Testo mostrato:
------------------------------
DECRESCITA E CINISMO PER IL DOPO PANDEMIA

PIAZZA APERTA - Danilo Baratti, Verdi Lugano

Il 15 maggio il «Corriere del Ticino» ha intervistato, in merito alle prospettive del dopo-coronavirus, l’economista Rico Maggi, direttore dell’IRE, che si è scagliato contro la decrescita: «Una decrescita può essere felice solo per chi è privilegiato. 

 

Per chi non è ricco da noi oppure vive nelle parti povere del mondo, parlare di decrescita felice è puro cinismo. Semmai si deve parlare di sviluppo più sostenibile, concetto che include oltre l’ambiente anche l’equità e soprattutto l’efficienza».

 

Prima di vedere se Maggi ha ragione facciamo un po’ di storia del concetto. Lo si fa risalire spesso alla décroissance teorizzata da Serge Latouche all’inizio di questo millennio, ma il termine è apparso già nel 1979, nel titolo di una raccolta di scritti dell’economista Nicholas Georgescu-Roegen. Applicando alla riflessione economica il secondo principio della termodinamica, Georgescu-Roegen affermava che tenendo conto dell’entropia, della sua irreversibilità, nemmeno una società stazionaria sarebbe stata sostenibile. Bisognava pensare la decrescita. Nel passaggio all’ecologia politica il termine è poi diventato una sorta di grimaldello per la rimessa in discussione radicale del nostro modello di sviluppo. Come dice Latouche, non si tratta di un programma economico, ma di «una finzione performativa per indicare la necessità di una rottura con la società della crescita e favorire l’avvento di una nuova civiltà. Si tratta di costruire una società altra, una società di abbondanza frugale» (ecco un ossimoro assai meno ossimorico dello «sviluppo sostenibile» richiamato da Maggi, che implicando una crescita quantitativa, sostenibile non è affatto).
------------------------------
Obiettivo:
Prosegui l'articolo sulla decrescita dopo la sua ultima frase. I record provengono da una fonte diversa.

Materiale fornito:
------------------------------
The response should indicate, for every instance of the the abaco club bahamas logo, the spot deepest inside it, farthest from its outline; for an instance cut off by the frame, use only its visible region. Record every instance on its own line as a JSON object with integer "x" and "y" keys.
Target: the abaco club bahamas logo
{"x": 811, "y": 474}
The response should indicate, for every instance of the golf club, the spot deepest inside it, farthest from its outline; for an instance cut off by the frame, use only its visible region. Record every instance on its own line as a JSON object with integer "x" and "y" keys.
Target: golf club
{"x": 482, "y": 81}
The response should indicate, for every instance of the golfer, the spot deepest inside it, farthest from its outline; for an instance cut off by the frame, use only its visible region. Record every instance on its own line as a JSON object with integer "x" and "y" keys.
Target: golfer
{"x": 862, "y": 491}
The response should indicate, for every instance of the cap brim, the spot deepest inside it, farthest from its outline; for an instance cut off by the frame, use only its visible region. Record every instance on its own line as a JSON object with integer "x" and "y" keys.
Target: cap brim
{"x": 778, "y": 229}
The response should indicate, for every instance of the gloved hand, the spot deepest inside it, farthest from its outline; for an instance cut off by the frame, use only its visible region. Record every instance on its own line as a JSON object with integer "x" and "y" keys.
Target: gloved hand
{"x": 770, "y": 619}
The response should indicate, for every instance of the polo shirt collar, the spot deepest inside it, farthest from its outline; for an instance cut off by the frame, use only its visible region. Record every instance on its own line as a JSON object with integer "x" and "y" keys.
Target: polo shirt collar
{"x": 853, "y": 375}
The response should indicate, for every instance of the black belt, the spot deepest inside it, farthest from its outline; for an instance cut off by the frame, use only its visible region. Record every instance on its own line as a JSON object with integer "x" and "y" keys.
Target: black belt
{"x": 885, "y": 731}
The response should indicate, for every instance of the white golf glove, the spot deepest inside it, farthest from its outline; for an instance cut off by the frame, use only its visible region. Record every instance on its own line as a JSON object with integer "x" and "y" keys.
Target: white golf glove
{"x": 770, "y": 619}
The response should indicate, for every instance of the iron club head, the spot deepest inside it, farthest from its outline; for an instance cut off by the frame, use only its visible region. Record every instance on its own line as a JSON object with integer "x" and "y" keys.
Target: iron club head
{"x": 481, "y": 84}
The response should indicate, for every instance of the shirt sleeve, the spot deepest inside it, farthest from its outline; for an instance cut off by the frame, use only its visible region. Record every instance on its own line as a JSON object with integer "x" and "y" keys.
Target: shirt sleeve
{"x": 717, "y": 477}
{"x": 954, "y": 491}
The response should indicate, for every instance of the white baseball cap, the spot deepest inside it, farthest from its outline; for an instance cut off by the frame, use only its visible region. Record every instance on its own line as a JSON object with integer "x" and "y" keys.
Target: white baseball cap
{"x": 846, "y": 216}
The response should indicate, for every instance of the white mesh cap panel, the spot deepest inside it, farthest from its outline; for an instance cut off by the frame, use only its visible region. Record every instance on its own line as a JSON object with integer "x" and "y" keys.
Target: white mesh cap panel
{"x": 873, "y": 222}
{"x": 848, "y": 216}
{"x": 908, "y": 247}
------------------------------
Risultato:
Si potrebbe anche fare una storia della «decrescita prima della decrescita», chiamando in causa pensatori come Henry David Thoreau – con lui risaliamo agli albori dell’età contemporanea – Jacques Ellul o Ivan Illich. Tratto comune sono scelte etiche e riflessioni politiche all’insegna dell’«austerità conviviale», della «semplicità volontaria», della «sobrietà». La scelta di ridurre i consumi non risponde solo alla consapevolezza della finitezza delle risorse del pianeta: non si tratta di essere sobri solo per necessità economica o lucidità politica, ma anche per realizzare e apprezzare un altro stile di vita, che porti un benessere qualitativo e non quantitativo, che apra nuovi spazi di relazione e creazione. Così si spiega l’aggettivo «felice» utilizzato dal teorico italiano della decrescita Maurizio Pallante (devo dire che a me quell’aggettivo un po’ tanto piacione ha sempre dato un certo fastidio e preferisco la formula «decrescita serena» usata da Serge Latouche).

 

E torniamo allora all’affermazione di Rico Maggi per fargli presente, con le parole di Latouche, che «la decrescita non è l’alternativa, ma una matrice di alternative, che riapre l’avventura umana alla pluralità di destini e alla creatività, sollevando la cappa di piombo del totalitarismo economico. Si tratta di uscire dal paradigma dell’homo oeconomicus (…) Evidentemente per le società del Sud l’uso dello slogan decrescita sarebbe assurdo, quasi indecente. In alternativa, il progetto di costruire una società di abbondanza frugale ha tutto il suo senso. Riaprendo lo spazio alla diversità culturale, la decrescita è fondamentalmente plurale (…). Il cammino verso la società di abbondanza frugale può dunque essere preso in considerazione da tutte le società e, a priori, dalle più diverse organizzazioni politiche. Ne consegue che la società di a-crescita non si realizzerà nella stessa maniera in Europa, nell’Africa sub-sahariana o in America latina, né sotto il vessillo della parola slogan decrescita, intraducibile al di fuori delle lingue neolatine, e assurdo per le società in cui la popolazione vive al di sotto della soglia della povertà».

 

Rico Maggi concludeva con questa previsione: «Il nostro modello di sviluppo economico non cambierà, ma prenderà lentamente una forma piu sostenibile». Temo che in questo invece abbia ragione. C’è da credere che lo scossone del coronavirus sarà momentaneo, e poi tutto riprenderà più o meno come prima, tutt’al più in una forma leggermente, e lentamente, «più sostenibile». È una prospettiva che dovrebbe inquietare pensando alle generazioni future. A meno di essere davvero cinici.